§ **Exercise brief**
From the listing below, extract every line containing "exact".

§ **Supplied material**
■ ■ ■ ■ ■

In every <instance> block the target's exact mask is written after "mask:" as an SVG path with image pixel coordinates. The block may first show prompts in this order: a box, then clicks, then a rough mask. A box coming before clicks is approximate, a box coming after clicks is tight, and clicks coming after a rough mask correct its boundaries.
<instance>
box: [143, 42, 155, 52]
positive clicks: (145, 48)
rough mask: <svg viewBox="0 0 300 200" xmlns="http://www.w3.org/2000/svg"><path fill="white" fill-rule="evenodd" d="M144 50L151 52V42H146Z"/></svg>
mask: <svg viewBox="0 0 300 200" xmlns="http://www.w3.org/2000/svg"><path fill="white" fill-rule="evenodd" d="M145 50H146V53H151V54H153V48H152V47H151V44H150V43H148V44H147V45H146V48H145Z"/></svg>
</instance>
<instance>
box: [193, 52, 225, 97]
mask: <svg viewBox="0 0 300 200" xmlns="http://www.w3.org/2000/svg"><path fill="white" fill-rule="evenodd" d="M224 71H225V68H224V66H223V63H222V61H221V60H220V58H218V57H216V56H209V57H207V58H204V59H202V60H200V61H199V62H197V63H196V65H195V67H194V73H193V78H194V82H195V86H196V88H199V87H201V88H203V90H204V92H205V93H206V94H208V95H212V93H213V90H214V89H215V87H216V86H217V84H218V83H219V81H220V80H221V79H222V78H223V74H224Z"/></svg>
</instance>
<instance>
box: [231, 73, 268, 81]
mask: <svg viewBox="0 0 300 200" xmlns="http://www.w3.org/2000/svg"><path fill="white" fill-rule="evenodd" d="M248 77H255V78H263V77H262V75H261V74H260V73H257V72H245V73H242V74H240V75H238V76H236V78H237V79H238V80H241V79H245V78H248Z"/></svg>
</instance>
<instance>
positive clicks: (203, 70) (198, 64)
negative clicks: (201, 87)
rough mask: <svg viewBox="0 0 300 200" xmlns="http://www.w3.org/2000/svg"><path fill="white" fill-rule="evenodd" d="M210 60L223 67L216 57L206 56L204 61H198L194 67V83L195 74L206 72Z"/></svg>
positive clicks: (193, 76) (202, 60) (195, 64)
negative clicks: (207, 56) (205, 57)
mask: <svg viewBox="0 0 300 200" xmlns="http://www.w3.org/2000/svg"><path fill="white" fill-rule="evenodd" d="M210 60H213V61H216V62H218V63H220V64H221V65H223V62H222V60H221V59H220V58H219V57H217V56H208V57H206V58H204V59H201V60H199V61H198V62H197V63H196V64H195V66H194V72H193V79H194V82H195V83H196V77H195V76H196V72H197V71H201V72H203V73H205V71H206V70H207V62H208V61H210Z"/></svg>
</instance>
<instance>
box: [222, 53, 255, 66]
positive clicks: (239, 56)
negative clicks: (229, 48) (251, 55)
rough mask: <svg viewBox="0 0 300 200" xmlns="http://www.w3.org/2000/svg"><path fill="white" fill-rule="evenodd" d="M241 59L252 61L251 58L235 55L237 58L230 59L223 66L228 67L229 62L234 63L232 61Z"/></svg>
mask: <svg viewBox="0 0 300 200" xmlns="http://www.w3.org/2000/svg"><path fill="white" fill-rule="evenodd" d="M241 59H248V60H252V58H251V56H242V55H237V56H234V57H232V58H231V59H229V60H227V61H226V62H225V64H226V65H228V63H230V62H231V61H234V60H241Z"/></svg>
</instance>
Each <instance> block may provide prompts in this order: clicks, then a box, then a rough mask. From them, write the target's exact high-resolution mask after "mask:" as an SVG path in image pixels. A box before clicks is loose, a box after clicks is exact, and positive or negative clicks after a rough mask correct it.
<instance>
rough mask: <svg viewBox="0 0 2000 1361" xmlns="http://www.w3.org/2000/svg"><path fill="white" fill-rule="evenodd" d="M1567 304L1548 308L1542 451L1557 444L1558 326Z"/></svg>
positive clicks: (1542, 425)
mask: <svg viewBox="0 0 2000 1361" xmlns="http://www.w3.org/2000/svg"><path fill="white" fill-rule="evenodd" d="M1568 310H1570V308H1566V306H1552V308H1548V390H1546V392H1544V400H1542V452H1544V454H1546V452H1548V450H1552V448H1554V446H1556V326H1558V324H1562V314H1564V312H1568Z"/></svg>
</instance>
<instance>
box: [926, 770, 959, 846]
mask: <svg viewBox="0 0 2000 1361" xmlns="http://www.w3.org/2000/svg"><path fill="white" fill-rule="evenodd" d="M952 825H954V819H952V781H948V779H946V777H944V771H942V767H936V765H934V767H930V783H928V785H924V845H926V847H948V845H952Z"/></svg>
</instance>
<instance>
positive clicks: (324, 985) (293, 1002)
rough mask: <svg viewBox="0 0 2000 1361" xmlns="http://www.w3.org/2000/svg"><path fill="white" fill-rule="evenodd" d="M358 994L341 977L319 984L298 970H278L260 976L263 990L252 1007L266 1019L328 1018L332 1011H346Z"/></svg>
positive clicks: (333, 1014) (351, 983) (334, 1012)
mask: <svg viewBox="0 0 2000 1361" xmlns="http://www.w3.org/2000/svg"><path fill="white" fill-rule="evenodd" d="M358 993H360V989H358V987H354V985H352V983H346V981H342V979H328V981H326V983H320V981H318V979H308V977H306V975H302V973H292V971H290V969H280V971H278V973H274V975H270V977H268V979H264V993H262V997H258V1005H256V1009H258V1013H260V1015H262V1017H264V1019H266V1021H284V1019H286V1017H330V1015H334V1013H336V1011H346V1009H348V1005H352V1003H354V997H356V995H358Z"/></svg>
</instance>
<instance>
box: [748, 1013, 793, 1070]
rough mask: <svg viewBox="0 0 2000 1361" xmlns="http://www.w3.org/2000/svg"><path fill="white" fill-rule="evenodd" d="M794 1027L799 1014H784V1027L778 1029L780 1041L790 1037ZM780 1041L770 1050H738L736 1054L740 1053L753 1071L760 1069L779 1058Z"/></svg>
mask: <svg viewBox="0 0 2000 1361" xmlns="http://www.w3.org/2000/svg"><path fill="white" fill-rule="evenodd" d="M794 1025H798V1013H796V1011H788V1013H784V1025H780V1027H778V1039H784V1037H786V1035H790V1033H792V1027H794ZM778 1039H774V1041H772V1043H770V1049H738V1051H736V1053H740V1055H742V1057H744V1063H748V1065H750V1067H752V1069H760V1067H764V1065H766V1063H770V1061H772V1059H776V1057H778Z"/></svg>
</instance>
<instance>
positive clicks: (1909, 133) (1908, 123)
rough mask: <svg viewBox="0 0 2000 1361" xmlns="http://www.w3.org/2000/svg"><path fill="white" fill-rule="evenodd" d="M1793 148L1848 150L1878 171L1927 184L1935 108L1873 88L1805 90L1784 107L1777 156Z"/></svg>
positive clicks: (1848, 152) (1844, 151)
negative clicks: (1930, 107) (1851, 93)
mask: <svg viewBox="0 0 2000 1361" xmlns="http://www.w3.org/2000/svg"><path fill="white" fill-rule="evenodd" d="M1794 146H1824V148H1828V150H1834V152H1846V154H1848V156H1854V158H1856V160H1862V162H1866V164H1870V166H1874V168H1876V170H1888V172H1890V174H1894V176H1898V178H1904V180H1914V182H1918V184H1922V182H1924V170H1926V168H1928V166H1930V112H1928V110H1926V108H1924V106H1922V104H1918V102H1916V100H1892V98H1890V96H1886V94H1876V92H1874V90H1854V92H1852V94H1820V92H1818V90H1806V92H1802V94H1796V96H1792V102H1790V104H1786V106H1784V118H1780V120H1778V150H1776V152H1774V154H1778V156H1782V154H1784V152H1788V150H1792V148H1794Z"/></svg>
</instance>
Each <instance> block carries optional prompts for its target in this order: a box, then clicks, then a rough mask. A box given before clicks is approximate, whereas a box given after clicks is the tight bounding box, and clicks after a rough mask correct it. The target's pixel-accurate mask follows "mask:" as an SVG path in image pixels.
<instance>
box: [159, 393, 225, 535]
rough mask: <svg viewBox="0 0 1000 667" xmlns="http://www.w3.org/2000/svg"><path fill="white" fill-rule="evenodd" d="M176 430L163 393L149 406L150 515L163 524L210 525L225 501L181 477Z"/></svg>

■ ■ ■ ■ ■

§ **Exercise solution**
In every <instance> block the target's exact mask is written after "mask:" as an SVG path with image pixel coordinates. The block may first show prompts in this order: a box, then clicks, then a rough mask. A box coming before clicks is approximate, a box coming after clicks is tight, and clicks coming after a rough mask correct its boundaries.
Each <instance> block may provide prompts in this order: clicks, then a box, then a rough mask. From them, write the target's exact high-resolution mask after "mask:" as an SVG path in image pixels. A box before clicks is loose, a box after clicks is exact, and positive or negative clicks after a rough mask correct it.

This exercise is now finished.